(What to do):
1. Reproduce the part of the Xmas Gastronomy post that opens with the words containing "In the course" and closes with "my hands on.".
2. For each statement, say yes or no according to the Xmas Gastronomy post, and quote the words from the post that decide it. (a) In two decades, the writer celebrated Christmas with family and friends only three times. (b) The "-mas" part of "Xmas" comes from a Greek word. (c) The writer normally spells Christmas "Xmas" to save space in text messages.

[START OF Excerpt]

Xmas Gastronomy

What do you think of “Xmas?”

The “X” stands for the Greek letter “Chi,” which is the first letter of the Greek word Χριστός, which in English is “Christ”. The “-mas” part is from the Latin-derived Old English word for Mass.

So there. That should also serve as my own reference as soon as I forget what in the spirit of the holiday season does it mean. I normally do not spell Christmas “Xmas” even if it means saving space or economizing characters in a text message. That is the reason why I only remember why Christmas is sometimes spelled Xmas only when I read why or because it happens to be that time, the “most wonderful time of the year.”

The powers that be: Immigration Department & Labor Ministry. Between them is a liaison office staff girl who daydreams in the job a bit too much. Hanging on the line is my holiday plan.

In the course of two decades I celebrated Christmas with family and friends only three times. Some of the other Xmases I have been either alone or alone for a couple of those years and nursing a broken heart to boot. But I love Christmas a.k.a. Xmas so much that celebrating without the company of other beautiful humans over the years never made a difference in the way I respond to it. It apparently also helps that I love food and use it to celebrate whether things are up or down.

Less than twelve hours ago there was a conflict between my visa and my work permit. A threat more like to be honest. Some staff girl in the liaison office unfortunately mixed up numbers on important documents, but as soon as it became clear that the problem was going to be sorted, as most problems are anyway, I started imagining all the treats I was going to get my hands on.

Where is that latest Michelin star restaurant in town? Which cafe has the best red velvet cake? Which recipe should I tinker with next? Book a table in that palace-turned-garden restaurant….

[END OF Excerpt]
[START OF Data extract]

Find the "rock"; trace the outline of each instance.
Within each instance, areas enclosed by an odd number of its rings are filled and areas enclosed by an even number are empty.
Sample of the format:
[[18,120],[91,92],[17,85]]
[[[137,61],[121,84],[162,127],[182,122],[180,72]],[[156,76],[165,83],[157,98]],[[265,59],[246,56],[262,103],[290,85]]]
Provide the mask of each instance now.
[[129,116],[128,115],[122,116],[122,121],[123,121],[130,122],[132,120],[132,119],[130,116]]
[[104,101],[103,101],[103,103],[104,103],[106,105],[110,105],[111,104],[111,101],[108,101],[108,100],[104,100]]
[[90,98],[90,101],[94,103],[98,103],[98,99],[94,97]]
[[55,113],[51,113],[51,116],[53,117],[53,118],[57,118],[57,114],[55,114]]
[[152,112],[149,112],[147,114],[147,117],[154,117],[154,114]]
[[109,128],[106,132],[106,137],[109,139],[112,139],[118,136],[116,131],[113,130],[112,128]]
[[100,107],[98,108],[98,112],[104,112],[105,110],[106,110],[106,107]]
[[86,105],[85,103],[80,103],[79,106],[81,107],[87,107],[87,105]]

[END OF Data extract]

(The responses):
1.
In the course of two decades I celebrated Christmas with family and friends only three times. Some of the other Xmases I have been either alone or alone for a couple of those years and nursing a broken heart to boot. But I love Christmas a.k.a. Xmas so much that celebrating without the company of other beautiful humans over the years never made a difference in the way I respond to it. It apparently also helps that I love food and use it to celebrate whether things are up or down.

Less than twelve hours ago there was a conflict between my visa and my work permit. A threat more like to be honest. Some staff girl in the liaison office unfortunately mixed up numbers on important documents, but as soon as it became clear that the problem was going to be sorted, as most problems are anyway, I started imagining all the treats I was going to get my hands on.

2.
(a) Yes: "In the course of two decades I celebrated Christmas with family and friends only three times."
(b) No: "The “-mas” part is from the Latin-derived Old English word for Mass."
(c) No: "I normally do not spell Christmas “Xmas” even if it means saving space or economizing characters in a text message."